[Records excerpted from a collection]
────

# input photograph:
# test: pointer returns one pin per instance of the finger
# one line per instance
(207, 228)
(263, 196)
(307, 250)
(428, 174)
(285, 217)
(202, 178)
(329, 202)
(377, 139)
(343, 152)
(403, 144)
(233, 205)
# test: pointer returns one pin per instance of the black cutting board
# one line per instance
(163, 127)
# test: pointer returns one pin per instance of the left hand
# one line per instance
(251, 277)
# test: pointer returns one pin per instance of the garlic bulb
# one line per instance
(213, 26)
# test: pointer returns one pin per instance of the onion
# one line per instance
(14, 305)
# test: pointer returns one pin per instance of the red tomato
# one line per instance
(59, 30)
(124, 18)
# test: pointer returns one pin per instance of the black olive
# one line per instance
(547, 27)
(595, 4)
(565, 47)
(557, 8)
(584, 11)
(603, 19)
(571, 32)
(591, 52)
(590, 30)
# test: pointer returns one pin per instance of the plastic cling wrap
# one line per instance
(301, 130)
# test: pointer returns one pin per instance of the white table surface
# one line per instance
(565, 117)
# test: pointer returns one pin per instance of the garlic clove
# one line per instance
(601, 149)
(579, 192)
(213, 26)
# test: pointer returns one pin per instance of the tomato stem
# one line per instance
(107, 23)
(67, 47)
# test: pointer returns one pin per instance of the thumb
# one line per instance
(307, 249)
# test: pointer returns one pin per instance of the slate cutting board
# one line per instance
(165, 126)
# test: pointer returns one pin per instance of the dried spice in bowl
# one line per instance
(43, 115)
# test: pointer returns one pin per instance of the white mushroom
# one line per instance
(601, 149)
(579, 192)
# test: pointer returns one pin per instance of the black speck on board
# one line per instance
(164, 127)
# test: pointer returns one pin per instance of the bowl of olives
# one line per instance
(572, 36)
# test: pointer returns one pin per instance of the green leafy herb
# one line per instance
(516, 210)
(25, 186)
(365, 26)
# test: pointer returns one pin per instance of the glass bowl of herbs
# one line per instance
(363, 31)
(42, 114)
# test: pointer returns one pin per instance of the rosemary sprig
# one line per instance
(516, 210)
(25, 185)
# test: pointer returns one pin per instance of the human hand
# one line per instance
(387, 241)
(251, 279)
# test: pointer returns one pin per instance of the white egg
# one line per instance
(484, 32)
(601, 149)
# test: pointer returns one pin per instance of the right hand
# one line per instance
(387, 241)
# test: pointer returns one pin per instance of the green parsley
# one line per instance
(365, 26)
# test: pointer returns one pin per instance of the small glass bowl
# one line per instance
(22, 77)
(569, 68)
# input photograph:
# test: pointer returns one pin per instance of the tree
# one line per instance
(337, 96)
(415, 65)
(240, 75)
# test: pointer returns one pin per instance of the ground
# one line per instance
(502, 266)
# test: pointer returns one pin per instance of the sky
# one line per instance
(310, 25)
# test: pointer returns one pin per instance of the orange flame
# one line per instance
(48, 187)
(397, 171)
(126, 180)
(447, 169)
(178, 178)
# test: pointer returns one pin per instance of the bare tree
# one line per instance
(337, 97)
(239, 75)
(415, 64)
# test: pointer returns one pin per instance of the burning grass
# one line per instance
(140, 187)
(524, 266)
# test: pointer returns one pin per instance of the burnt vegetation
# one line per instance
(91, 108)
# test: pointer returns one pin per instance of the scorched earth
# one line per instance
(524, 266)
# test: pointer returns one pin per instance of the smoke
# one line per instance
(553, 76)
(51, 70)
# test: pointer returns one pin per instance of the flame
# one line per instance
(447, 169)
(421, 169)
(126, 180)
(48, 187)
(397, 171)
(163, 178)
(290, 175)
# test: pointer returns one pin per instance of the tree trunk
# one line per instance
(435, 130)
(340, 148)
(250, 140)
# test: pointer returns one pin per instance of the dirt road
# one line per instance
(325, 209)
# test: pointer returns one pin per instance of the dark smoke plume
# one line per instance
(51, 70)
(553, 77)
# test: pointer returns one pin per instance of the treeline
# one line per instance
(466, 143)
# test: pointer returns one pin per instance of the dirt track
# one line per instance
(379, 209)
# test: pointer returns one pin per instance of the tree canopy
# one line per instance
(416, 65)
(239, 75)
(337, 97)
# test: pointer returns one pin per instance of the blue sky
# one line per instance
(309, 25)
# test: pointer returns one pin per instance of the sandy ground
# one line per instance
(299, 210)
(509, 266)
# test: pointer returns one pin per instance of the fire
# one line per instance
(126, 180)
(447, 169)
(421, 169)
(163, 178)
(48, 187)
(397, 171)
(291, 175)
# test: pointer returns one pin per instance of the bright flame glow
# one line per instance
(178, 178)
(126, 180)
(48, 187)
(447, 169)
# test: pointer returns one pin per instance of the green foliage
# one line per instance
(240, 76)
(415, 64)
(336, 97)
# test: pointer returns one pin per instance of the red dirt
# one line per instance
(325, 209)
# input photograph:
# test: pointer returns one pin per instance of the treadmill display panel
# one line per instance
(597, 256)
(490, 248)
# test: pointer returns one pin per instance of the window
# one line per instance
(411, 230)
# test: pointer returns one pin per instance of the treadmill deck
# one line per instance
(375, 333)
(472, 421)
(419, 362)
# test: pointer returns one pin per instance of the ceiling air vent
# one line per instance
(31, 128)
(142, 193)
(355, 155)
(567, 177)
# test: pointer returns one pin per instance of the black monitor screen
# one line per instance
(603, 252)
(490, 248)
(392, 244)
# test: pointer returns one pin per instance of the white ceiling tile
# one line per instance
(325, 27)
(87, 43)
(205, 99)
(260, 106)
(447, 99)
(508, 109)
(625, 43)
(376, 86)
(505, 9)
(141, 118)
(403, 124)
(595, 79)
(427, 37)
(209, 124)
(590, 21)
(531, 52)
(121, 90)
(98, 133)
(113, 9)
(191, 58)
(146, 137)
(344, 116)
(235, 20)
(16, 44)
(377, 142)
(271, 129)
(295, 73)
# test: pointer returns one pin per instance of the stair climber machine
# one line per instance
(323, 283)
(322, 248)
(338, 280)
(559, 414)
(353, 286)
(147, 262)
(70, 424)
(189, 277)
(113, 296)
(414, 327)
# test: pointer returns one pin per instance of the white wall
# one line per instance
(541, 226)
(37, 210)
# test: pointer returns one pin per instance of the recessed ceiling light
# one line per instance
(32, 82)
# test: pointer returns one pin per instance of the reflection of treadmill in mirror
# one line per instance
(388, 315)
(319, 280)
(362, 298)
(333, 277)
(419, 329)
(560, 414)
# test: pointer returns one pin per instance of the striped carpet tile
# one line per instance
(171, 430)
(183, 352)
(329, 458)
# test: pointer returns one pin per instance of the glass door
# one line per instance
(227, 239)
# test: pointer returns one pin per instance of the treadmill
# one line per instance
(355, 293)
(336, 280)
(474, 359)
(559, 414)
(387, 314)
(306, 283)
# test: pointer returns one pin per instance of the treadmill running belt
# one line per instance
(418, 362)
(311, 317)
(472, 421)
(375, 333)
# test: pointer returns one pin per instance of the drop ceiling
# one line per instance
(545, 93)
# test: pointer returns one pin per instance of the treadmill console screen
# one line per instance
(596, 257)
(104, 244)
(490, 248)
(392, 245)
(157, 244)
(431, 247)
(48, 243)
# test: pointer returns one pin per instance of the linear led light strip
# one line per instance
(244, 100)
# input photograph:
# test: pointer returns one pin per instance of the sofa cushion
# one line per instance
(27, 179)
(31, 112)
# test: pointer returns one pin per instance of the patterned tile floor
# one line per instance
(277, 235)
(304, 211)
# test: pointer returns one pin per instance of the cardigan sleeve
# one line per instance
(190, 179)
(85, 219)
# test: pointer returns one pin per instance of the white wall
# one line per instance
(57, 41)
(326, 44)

────

Show every line of the entries above where the word "glass" occurs.

YOUR SOLUTION -
# test: pointer returns one pin per instance of the glass bowl of herbs
# test: pointer returns one pin per instance of the small glass bowl
# test: pointer returns one pin per instance of the glass door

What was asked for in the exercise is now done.